[Stored items]
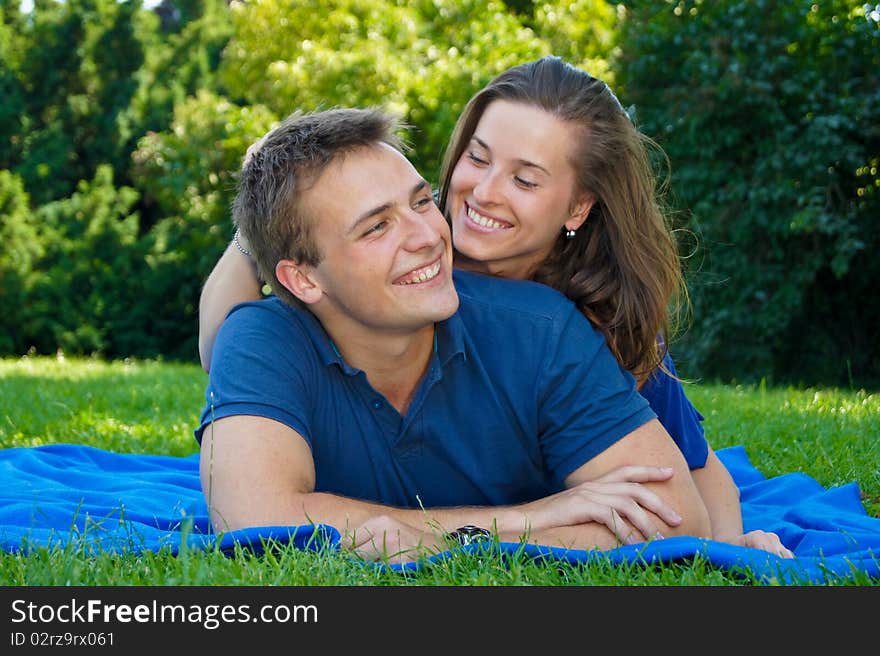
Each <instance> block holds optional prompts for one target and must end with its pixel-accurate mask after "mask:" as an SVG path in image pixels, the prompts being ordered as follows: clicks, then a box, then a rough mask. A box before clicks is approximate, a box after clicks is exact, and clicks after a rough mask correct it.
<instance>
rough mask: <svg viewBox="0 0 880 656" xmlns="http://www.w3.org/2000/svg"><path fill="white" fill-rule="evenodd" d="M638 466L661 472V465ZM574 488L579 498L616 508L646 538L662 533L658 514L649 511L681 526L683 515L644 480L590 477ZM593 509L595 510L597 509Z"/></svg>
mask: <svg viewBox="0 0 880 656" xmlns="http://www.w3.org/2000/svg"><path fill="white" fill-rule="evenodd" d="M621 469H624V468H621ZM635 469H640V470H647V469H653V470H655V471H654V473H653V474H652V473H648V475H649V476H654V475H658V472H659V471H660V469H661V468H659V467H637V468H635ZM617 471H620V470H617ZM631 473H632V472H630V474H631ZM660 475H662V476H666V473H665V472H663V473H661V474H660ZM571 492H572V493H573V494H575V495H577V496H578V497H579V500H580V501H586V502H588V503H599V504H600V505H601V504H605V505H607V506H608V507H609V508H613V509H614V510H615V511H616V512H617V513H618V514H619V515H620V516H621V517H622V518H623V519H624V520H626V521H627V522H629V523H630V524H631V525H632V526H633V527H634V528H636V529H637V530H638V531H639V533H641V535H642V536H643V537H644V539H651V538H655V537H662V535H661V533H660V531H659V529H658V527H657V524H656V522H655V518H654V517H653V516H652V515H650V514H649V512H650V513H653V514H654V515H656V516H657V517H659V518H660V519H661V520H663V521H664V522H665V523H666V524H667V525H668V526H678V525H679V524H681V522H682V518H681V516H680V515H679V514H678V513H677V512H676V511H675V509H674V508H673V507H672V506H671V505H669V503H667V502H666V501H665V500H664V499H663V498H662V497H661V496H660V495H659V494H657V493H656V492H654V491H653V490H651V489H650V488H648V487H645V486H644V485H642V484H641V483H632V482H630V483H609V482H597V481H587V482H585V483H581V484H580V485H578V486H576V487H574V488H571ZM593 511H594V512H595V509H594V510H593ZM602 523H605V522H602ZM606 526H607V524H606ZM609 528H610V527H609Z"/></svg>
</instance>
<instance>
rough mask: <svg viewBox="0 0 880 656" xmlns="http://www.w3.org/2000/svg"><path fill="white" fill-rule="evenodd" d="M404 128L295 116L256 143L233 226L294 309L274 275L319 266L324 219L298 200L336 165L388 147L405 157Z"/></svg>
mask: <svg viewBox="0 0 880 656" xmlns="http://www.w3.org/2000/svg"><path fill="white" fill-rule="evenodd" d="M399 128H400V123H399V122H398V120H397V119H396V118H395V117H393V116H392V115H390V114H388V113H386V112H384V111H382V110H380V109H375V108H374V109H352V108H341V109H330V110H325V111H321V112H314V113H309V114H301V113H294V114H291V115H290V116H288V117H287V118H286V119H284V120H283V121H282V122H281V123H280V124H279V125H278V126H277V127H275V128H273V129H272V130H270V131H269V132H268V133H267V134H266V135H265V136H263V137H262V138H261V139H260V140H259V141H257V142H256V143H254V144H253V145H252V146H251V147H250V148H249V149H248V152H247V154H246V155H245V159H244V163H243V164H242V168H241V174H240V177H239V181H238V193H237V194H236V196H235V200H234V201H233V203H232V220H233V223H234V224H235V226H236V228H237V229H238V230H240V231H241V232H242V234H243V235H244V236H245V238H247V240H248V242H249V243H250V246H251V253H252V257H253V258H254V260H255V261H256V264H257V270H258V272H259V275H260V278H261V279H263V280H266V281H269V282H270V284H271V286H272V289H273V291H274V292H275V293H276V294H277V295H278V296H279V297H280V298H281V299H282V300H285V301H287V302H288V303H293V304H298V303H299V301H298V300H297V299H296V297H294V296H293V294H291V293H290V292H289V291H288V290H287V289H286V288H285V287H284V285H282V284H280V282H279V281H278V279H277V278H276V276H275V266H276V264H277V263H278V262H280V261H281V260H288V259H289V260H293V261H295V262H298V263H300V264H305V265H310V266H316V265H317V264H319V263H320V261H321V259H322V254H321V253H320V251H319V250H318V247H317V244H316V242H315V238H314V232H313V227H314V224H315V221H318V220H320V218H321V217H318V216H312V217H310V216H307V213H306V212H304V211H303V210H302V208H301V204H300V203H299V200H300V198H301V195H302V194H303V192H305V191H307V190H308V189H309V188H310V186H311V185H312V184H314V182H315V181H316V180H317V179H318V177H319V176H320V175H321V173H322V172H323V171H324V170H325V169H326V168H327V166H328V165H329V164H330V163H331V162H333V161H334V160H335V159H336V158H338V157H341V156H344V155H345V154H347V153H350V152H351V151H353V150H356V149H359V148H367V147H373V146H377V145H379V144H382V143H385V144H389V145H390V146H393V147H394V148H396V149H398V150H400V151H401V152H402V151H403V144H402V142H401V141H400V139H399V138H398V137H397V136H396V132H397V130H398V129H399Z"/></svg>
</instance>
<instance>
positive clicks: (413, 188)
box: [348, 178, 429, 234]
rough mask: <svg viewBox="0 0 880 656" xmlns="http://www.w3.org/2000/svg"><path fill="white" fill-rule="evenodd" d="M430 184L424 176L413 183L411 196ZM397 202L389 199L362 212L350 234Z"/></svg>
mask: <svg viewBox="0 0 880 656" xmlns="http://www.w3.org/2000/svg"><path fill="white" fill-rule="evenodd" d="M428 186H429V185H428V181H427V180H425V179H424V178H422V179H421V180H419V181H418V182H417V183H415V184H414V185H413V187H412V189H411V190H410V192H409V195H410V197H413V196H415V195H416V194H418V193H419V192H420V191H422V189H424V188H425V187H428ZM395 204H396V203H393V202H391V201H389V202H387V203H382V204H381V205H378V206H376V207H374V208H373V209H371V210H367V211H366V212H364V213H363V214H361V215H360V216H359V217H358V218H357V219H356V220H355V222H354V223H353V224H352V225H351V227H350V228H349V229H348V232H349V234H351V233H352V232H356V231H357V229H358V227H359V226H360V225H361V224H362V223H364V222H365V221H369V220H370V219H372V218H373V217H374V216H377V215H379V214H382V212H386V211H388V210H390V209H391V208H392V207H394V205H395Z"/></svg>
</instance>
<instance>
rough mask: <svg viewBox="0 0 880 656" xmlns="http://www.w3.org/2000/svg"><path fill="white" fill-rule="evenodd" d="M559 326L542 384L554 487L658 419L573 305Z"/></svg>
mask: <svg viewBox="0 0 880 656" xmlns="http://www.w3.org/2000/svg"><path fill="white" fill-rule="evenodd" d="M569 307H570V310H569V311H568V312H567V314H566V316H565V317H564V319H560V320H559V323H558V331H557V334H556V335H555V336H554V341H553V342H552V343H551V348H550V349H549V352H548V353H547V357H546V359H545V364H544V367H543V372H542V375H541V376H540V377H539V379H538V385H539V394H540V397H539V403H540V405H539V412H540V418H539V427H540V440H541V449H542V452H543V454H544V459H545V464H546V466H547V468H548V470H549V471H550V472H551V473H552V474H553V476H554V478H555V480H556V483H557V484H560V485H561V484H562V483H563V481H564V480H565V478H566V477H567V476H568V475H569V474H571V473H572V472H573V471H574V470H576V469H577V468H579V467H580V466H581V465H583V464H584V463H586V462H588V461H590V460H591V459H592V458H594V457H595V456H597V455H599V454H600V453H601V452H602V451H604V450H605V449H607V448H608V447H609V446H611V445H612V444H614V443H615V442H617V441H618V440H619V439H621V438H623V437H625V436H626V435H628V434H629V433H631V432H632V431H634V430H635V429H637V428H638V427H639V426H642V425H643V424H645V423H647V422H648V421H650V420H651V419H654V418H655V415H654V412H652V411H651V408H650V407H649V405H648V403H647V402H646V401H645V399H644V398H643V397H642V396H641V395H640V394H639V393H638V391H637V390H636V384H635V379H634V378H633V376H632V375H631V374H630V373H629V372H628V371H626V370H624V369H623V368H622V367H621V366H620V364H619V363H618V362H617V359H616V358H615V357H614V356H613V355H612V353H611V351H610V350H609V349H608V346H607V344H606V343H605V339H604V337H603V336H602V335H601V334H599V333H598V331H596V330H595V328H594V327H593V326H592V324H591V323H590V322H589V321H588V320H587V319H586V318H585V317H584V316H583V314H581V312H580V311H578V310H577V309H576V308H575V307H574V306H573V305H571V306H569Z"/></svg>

EXERCISE >> Across the entries above, how many lines contain the string "clicks"? The number alone is the answer.

ANSWER TO THE PROBLEM >> 2